**Activity:** Among the records below, find each line containing the word "instance" and copy it.

Image point grounding data
__________________________________________________

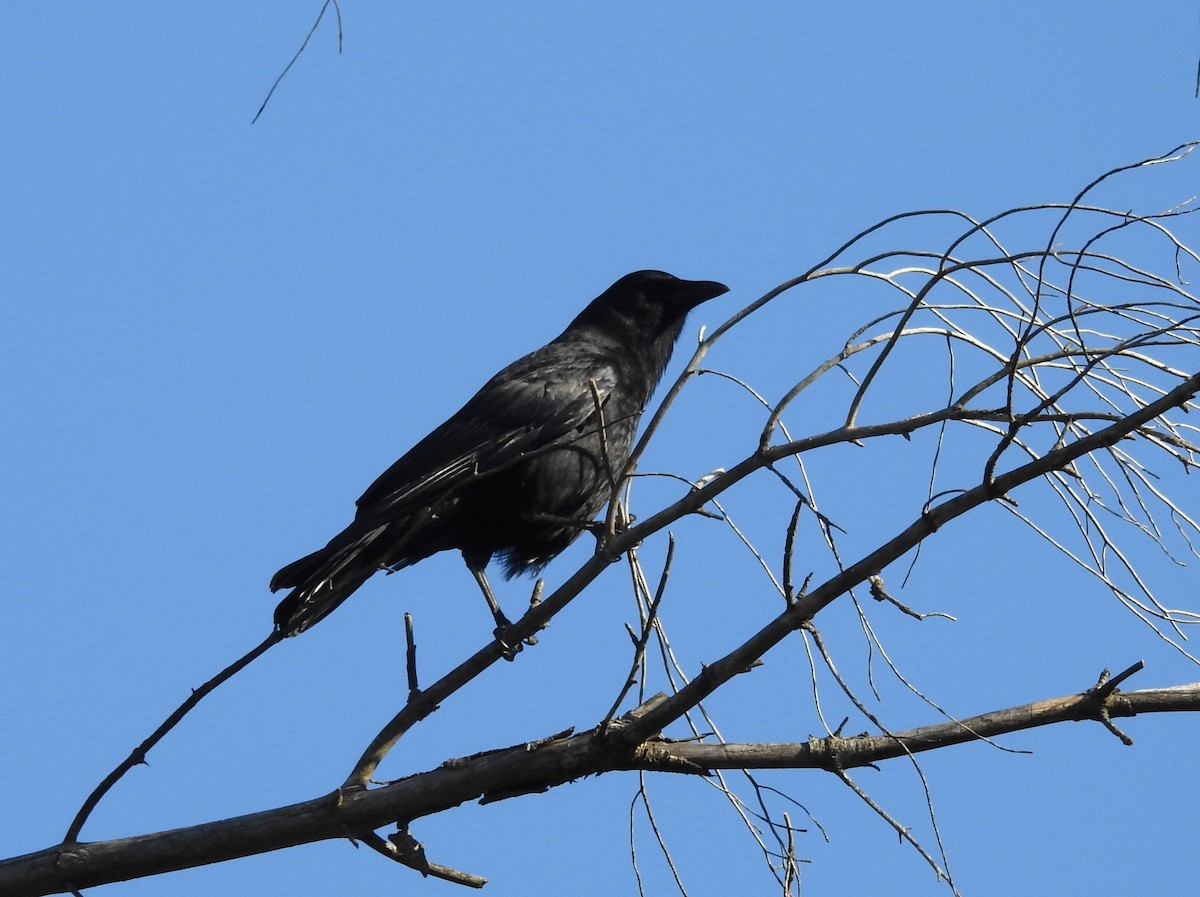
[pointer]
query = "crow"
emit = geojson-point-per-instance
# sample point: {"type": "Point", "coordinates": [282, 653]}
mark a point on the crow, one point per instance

__________________________________________________

**Written solution:**
emit = geojson-point-per-instance
mark a point on the crow, one point per instance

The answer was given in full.